(TEXT):
====

Lockdowns are politics, not science

Lockdowns are implemented on the basis of subjective value judgements about society’s priorities, not scientific proof. You can disagree with lockdowns without being anti-science. 

 
There is very little evidence to show that stricter lockdowns are worth it. The countries that locked down quickly had favourable outcomes in the first wave. After Covid spread widely in a country, there has been no correlation between stricter measures and mortality. There is no data to show that the more sadistic measures (such as restrictions on outdoors exercise or outdoors mask wearing mandates) have yielded any benefit. 
 
Despite the varying levels of lockdown, the second wave has followed largely the same curve across Europe. All European countries got Covid mostly under control by August, including Sweden with its far more relaxed approach, only to be hit by the second wave a couple months later. The passing of the first wave probably has a lot more to do with the normal seasonality of coronaviruses rather than the supposed success of the first lockdown. Similarly, the winter resurgence has not been prevented by any European country, no matter how strict or loose the restrictions were.

====

(STORED DATA):
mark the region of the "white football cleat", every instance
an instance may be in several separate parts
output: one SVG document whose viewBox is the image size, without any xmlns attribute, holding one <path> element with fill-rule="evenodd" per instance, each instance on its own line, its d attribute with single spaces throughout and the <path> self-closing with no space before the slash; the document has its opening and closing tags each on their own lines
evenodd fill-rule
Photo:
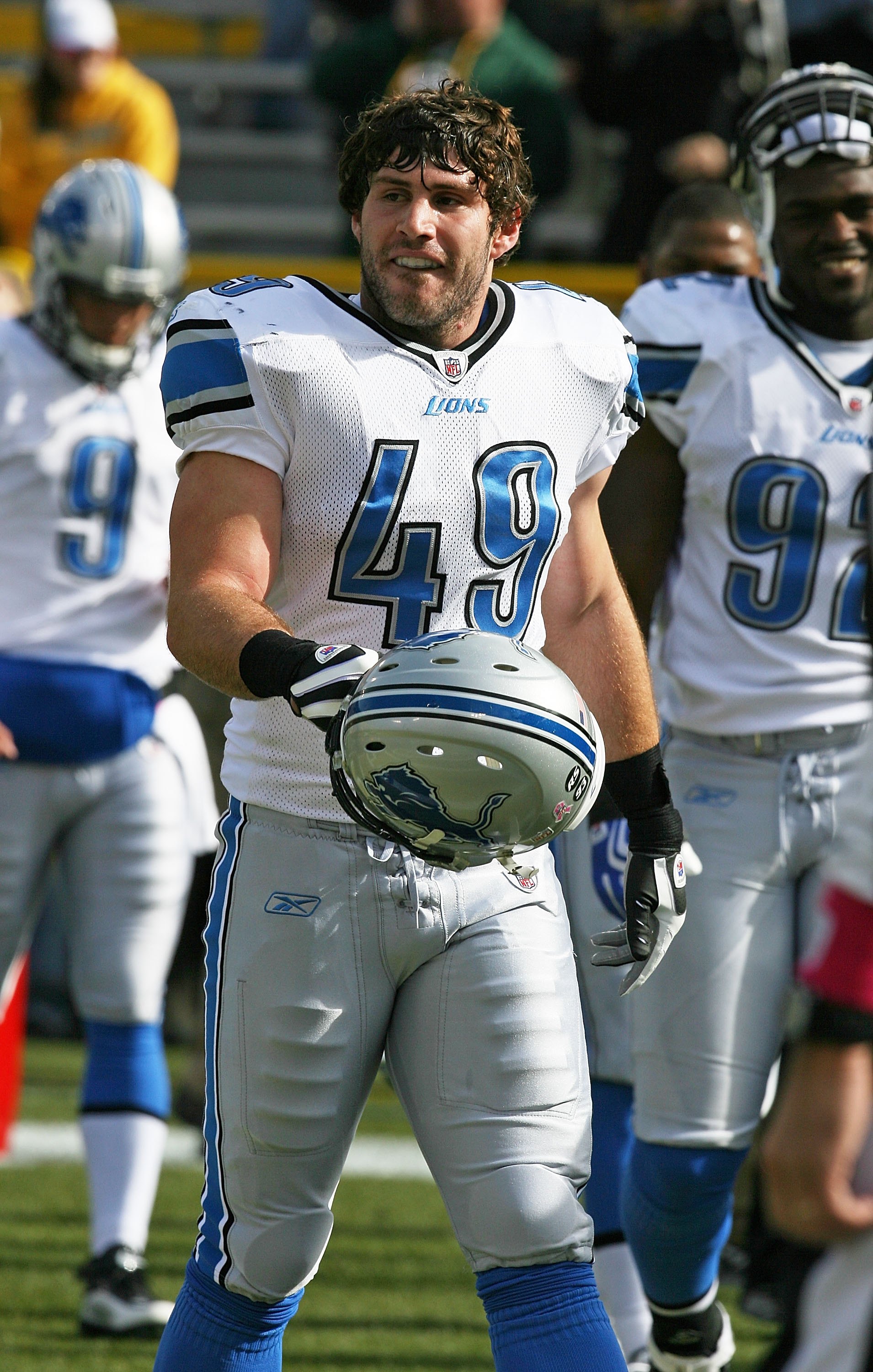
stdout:
<svg viewBox="0 0 873 1372">
<path fill-rule="evenodd" d="M 722 1372 L 724 1368 L 729 1367 L 730 1358 L 736 1353 L 733 1329 L 730 1328 L 730 1316 L 720 1301 L 713 1302 L 713 1309 L 718 1310 L 721 1314 L 721 1329 L 718 1332 L 715 1347 L 710 1346 L 709 1351 L 698 1347 L 693 1353 L 691 1350 L 685 1354 L 678 1353 L 676 1346 L 681 1342 L 685 1331 L 677 1329 L 677 1334 L 672 1339 L 673 1350 L 666 1353 L 663 1349 L 658 1347 L 652 1332 L 648 1340 L 648 1357 L 652 1372 Z M 688 1343 L 692 1342 L 699 1345 L 700 1340 L 696 1331 L 689 1328 Z"/>
<path fill-rule="evenodd" d="M 145 1280 L 145 1258 L 116 1243 L 82 1268 L 88 1287 L 79 1306 L 85 1335 L 123 1338 L 158 1335 L 173 1314 L 173 1301 L 156 1301 Z"/>
</svg>

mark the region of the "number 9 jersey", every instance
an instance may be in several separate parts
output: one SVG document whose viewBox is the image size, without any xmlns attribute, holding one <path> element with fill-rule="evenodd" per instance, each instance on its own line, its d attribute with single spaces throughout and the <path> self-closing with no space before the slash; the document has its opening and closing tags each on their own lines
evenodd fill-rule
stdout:
<svg viewBox="0 0 873 1372">
<path fill-rule="evenodd" d="M 0 654 L 169 679 L 162 354 L 110 391 L 0 322 Z"/>
<path fill-rule="evenodd" d="M 700 734 L 866 719 L 869 386 L 828 372 L 759 280 L 651 281 L 622 318 L 685 473 L 661 616 L 666 719 Z"/>
<path fill-rule="evenodd" d="M 270 605 L 302 638 L 389 648 L 476 627 L 543 645 L 540 594 L 574 488 L 641 413 L 633 343 L 607 309 L 492 284 L 462 348 L 399 339 L 318 281 L 237 279 L 167 329 L 167 429 L 282 482 Z M 238 800 L 344 819 L 322 735 L 282 700 L 233 702 Z"/>
</svg>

====

(EXERCISE A):
Answer the following questions from the text on lockdowns.
(i) On what basis, according to the text, are lockdowns implemented?
(ii) What two measures does the text give as examples of "the more sadistic measures"?
(iii) By what month had all European countries got Covid mostly under control?
(EXERCISE B): Reproduce a passage of the text on lockdowns without any changes: begin at the words "Lockdowns are implemented" and stop after the words "yielded any benefit.".

(ANSWER SECTION A):
(i) Lockdowns are implemented on the basis of subjective value judgements about society's priorities, not scientific proof.
(ii) Restrictions on outdoors exercise and outdoors mask wearing mandates.
(iii) August.

(ANSWER SECTION B):
Lockdowns are implemented on the basis of subjective value judgements about society’s priorities, not scientific proof. You can disagree with lockdowns without being anti-science. 

 
There is very little evidence to show that stricter lockdowns are worth it. The countries that locked down quickly had favourable outcomes in the first wave. After Covid spread widely in a country, there has been no correlation between stricter measures and mortality. There is no data to show that the more sadistic measures (such as restrictions on outdoors exercise or outdoors mask wearing mandates) have yielded any benefit.